**WRITTEN REQUEST 1:**
Answer these questions using the build thread below:
(a) Which bazel version is shown in the sample makepkg output?
(b) Which directory did rustatian add to $PATH?
(c) Which package did rustatian remove?
**WRITTEN REQUEST 2:** In one to three sentences, explain why the build thread below suggests running "sudo rm -rf ~/.cache/bazel" as a last resort, and state the drawback it gives for that step.

**SELECTED PASSAGE:**
start

If I got the jvm dir wrong, please share the output of:

which java
ls -l /usr/lib/jvm
echo $PATH

I've also pushed a change to the PKGBUILD that should print your java and javac versions at build time. When you run makepkg, confirm you see something like:

==> Starting prepare()...
openjdk 11.0.19 2023-04-18
OpenJDK Runtime Environment (build 11.0.19+7)
OpenJDK 64-Bit Server VM (build 11.0.19+7, mixed mode)
javac 11.0.19
bazel 5.4.0

As a last resort, I suspect bazel caches your jvm somehow. Try sudo rm -rf ~/.cache/bazel. This will, unfortunately, restart the build from scratch. Good luck.

rustatian commented 1 year ago

Thanks for the update @mpeschel10 👍🏻

I tried the updated build, and it seems that the problem with your prev build was in my up-to-date JAVA env 😄.

I added /usr/lib/jvm/java-11-openjdk/bin to the $PATH, removed the jdk-openjdk package and everything seems to work fine. Unfortunately, the upstream ArchLinux tensorflow-rocm package seems to be broken due to the original problem (I also tried to build it one more time with the java-11 added to the $PATH). Would be cool if you could merge your changes upstream. 👍🏻

acxz commented 10 months ago

I'm going to close this issue as the conversation has derailed from the original issue (nothing wrong with that! bound to happen when something is broken for a long time)

@KalilovM the PKGBUILD has been updated, please try to build again and report back any errors as new issues (if they are not already listed in the currently open issues).

end

**STORED DATA:**
start

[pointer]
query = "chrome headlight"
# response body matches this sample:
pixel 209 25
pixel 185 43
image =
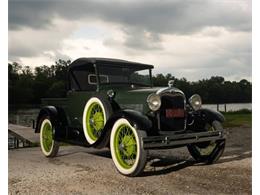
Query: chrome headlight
pixel 154 102
pixel 195 101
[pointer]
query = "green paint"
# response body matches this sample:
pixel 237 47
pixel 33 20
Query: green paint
pixel 125 146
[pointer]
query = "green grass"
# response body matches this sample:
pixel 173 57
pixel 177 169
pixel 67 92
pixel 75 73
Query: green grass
pixel 238 118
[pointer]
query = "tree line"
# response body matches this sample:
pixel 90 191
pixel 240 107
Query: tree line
pixel 28 86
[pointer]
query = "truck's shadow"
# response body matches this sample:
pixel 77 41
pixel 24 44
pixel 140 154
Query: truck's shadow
pixel 158 164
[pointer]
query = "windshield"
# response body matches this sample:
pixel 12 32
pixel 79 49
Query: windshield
pixel 124 75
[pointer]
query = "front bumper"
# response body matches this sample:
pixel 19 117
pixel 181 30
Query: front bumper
pixel 179 140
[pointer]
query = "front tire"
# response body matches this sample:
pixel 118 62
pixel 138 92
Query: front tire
pixel 49 146
pixel 96 112
pixel 208 152
pixel 127 152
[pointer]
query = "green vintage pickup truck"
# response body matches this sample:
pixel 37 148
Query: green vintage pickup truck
pixel 112 103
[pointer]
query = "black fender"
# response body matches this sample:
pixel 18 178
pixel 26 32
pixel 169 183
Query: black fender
pixel 58 118
pixel 135 118
pixel 211 115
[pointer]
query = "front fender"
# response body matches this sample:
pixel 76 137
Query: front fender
pixel 135 118
pixel 211 115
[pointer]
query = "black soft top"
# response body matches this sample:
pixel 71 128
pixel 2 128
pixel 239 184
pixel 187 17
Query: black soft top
pixel 82 63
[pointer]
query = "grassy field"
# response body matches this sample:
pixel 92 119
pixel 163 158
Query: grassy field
pixel 238 118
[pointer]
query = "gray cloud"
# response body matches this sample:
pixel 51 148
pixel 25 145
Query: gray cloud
pixel 153 16
pixel 37 26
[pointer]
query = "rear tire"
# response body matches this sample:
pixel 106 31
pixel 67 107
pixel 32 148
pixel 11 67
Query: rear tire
pixel 49 146
pixel 208 152
pixel 127 152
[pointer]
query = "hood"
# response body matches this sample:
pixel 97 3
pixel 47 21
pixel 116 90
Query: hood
pixel 136 99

end

**COMPLETE RESPONSE 1:**
(a) bazel 5.4.0
(b) /usr/lib/jvm/java-11-openjdk/bin
(c) jdk-openjdk

**COMPLETE RESPONSE 2:** The suggestion comes from a suspicion that bazel caches the JVM somehow, so deleting its cache would clear any stale Java setting. The drawback is that the build then restarts from scratch.